> _Selected text_

________________

Re: [PATCH 3/5] lib: lockless generic and arch independent page table (gpt) v2.

Jerome Glisse <j.glisse@xxxxxxxxx> · Mon, 10 Nov 2014 21:45:33 -0500

On Mon, Nov 10, 2014 at 03:53:03PM -0800, Linus Torvalds wrote:
> On Mon, Nov 10, 2014 at 2:50 PM, Jerome Glisse <j.glisse@xxxxxxxxx> wrote:
> >
> > I wish i could but GPU or IOMMU do have different page table and page directory
> > entry format. Some fields only make sense on GPU. Even if you look at Intel or
> > AMD IOMMU they use different format. The intention of my patch is to provide
> > common infrastructure code share page table management for different hw each
> > having different entry format.
> 
> So I am fine with that, it's the details that confuse me. The thing
> doesn't seem to be generic enough to be used for arbitrary page
> tables, with (for example) the shifts fixed by the VM page size and
> the size of the pte entry type. Also, the levels seem to be very
> infexible, with the page table entries being the simple case, but then
> you have that "pdep" thing that seems to be just _one_ level of page
> directory.
> 
> The thing is, some of those fields are just *crazy*. For example, just
> look at these:
> 
> +       uint64_t                pd_shift;
> +       uint64_t                pde_shift;
> +       uint64_t                pgd_shift;
> 
> and making a shift value be 64-bit is *insane*. It makes no sense. The
> way you use them, you take a value and shift by that, but that means
> that the shift value cannot *possibly* be bigger than the size (in
> bits) of the shift value.
> 
> In other words, those shifts are in the range 0..63. You can hold that
> in 6 bits. Using a single "unsigned char" would already have two
> extraneous bits.
> 
> Yet you don't save them in a byte. You save them in a "uint64_t" that
> can hold values between 0..18446744073709551615. Doesn't that seem
> strange and crazy to you?
> 

I was being lazy and wanted to avoid a u64 cast in most operation using
those value but yes you right a byte (6bit) is more than enough for all
those values.

I should add that :
(1 << pd_shift) is the number of directory entry inside a page (512 for
64bit entry with 4k page or 1024 for 32bit with 4k page).

pde_shift correspond to PAGE_SHIFT for directory entry

address >> pgd_shift gives the index inside the global page directory
ie top level directory. This is done because on 64bit arch running a
32bit app we want to only have 3 level while 64bit app would require
4levels.

> And then you have these *insane* levels. That's what makes me think
> it's not actually really generic enough to describe a real page table,
> _or_ it is overkill for describing them. You have that pde_from_pdp()
> function to ostensibly allow arbitrary page directory formats, but you
> don't actually give it an address, so that function cannot be used to
> actually walk the upper levels at all. Instead you have those three
> shift values (and one mask value) that presumably describe the depths
> of the different levels of the page tables.
> 
> And no, it's not some really clever "you describe different levels
> separately, and they have a link to each other", because there's no
> longer from one level to the next in the "struct gpt" either.
> 
> So it seems to be this really odd mixture of trying to be generic, but
> at the same time there are all those odd details that are very
> specific to one very particular two-level page table layout.

________________

> _Record extracts_
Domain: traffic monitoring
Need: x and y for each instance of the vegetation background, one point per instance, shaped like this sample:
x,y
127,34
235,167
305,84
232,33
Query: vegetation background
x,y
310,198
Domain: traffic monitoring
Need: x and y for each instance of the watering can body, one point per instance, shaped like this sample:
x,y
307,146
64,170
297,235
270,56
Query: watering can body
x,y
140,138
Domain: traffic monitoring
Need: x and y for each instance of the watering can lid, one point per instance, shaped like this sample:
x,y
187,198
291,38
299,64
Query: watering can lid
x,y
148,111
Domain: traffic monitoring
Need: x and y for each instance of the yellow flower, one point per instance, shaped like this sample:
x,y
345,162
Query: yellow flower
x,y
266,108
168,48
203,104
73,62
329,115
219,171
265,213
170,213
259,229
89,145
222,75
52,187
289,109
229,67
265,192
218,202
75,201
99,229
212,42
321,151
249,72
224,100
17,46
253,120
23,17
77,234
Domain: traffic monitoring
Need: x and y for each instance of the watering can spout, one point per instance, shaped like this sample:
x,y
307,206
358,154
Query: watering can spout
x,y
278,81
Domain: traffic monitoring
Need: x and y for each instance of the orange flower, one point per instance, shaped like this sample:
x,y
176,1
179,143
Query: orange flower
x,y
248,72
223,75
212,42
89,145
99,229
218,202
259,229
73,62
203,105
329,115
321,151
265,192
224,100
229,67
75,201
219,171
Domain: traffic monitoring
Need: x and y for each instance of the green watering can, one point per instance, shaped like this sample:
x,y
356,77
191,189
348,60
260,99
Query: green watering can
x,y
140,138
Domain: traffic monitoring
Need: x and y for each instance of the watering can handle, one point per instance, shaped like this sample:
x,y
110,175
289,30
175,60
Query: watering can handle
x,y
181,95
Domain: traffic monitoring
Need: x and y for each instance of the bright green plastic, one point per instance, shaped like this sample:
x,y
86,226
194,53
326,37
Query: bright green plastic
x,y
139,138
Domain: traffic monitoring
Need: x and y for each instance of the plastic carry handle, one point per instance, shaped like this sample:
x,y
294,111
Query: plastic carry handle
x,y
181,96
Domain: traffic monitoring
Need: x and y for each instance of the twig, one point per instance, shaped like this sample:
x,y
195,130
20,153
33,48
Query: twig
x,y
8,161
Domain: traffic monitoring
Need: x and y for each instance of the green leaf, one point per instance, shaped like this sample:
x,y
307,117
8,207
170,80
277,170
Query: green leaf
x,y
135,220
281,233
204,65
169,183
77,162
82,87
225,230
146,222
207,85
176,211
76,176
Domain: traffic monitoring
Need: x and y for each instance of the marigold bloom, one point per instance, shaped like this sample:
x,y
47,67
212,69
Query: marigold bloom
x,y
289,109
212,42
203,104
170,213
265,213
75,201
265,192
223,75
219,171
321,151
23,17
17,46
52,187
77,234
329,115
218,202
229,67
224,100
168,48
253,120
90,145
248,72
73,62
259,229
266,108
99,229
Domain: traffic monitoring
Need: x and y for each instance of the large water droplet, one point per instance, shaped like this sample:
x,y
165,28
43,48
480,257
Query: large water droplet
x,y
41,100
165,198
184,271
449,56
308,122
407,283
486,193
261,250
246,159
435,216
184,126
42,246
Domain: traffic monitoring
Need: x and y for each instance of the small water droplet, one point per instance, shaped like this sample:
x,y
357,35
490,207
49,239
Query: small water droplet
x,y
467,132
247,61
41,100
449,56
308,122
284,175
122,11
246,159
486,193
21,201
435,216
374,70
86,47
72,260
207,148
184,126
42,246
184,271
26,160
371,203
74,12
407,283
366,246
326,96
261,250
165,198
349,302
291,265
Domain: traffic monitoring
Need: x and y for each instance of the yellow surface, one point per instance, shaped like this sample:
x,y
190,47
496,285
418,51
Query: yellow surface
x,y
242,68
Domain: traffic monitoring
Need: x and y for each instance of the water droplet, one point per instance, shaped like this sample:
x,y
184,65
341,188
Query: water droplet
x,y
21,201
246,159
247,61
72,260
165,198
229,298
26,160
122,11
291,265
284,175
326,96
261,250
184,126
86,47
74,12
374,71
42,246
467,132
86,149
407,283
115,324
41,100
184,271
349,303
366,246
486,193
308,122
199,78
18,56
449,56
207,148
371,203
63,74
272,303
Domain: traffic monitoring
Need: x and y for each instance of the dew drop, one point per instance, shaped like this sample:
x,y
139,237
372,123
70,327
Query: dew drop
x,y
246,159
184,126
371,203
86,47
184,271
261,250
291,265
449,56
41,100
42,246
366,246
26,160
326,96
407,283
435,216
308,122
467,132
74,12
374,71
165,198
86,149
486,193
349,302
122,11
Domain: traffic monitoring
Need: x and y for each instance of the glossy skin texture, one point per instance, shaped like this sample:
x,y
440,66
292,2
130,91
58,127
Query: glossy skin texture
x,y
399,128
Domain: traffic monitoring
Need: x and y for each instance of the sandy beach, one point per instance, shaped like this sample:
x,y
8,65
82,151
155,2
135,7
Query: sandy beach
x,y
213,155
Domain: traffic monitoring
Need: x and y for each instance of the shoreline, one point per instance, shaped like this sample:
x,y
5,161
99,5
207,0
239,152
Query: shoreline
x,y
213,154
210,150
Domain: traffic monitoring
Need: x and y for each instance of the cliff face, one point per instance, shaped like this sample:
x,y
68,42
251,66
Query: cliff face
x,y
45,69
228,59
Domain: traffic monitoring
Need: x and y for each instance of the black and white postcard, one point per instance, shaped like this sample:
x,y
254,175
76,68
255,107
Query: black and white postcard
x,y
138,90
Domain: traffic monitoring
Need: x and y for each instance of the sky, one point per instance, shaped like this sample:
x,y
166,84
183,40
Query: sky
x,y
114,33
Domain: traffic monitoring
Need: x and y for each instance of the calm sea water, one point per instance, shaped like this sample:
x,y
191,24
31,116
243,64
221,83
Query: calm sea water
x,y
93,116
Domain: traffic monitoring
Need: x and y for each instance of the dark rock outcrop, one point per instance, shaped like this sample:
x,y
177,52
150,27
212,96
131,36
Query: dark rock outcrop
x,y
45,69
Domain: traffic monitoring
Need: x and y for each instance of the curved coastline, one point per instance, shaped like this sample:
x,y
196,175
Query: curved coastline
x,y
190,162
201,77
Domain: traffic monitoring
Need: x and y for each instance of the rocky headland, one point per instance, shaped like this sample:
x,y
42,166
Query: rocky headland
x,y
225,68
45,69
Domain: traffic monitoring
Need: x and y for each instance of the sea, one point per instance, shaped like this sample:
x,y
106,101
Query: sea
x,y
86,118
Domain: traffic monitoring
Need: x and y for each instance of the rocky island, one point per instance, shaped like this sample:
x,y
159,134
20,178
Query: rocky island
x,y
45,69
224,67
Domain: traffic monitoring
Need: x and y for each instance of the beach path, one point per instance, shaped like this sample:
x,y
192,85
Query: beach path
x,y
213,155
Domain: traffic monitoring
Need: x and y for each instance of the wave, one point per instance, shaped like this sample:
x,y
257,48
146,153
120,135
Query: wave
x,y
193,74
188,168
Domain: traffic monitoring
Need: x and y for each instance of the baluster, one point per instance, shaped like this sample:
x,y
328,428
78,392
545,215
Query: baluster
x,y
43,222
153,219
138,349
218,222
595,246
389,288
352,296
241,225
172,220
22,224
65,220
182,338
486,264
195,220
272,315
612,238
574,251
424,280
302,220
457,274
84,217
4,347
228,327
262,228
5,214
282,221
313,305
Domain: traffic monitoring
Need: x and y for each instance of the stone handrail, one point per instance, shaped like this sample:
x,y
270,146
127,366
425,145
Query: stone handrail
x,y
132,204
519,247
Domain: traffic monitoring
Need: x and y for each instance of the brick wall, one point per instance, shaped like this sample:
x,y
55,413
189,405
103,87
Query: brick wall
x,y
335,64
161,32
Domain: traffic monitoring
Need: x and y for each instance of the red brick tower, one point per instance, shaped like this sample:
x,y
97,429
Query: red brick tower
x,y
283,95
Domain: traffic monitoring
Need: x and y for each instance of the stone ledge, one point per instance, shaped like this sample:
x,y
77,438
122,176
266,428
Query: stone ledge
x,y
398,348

________________

> _Instructions for the task_
Continue the mailing-list thread about the generic page table patch from the point where the text above stops.

> _Response below_
> 

It is intended to accomodate either 3 or 4 level page table depending on
runtime. The whole mask, shift value and back link is to allow easy
iteration from one address by being able to jump back to upper level
from the lowest level.

> > It is like to page size because page size on arch we care about is 4k
> > and GPU page table for all hw i care about is also using the magic 4k
> > value. This might very well be false on some future hw and it would then
> > need to be untie from the VM page size.
> 
> Ok, so fixing the page size at PAGE_SIZE might be reasonable. I wonder
> how that actually works on other architectures that don't have a 4kB
> page size, but it's possible that the answer is "this only works for
> hardware that has the same page size as the CPU". Which might be a
> reasonable assumption.
> 
> The actual layout is still very odd. And the whole "locked" array I
> can't make heads or tails of. It is fixed as "PAGE_SIZE bits" (using
> some pretty odd arithmetic, but that's what it comes out to, but at
> the same time it seems to not be about the last-level page size, but
> about some upper-level thing. And that big array is allocated on the
> stack, etc etc. Not to mention the whole "it's not even a real lock"
> issue, apparently.
> 
> This just doesn't make any *sense*. Why is that array PAGE_SIZE bits
> (ie 4k bits, 512 bytes on x86) in size? Where does that 4k bits come
> from? THAT is not really the page-size, and the upper entries don't
> even have PAGE_SIZE number of entries anyway.

The locked array is use to keep track of which entry in a directory
have been considered in current thread in previous loop. So it accounts
for worst case 32bit entry with VM page size ie 1024 entry per page
when page is 4k. Only needing 1bit per entry this means it require
1024bits worst case.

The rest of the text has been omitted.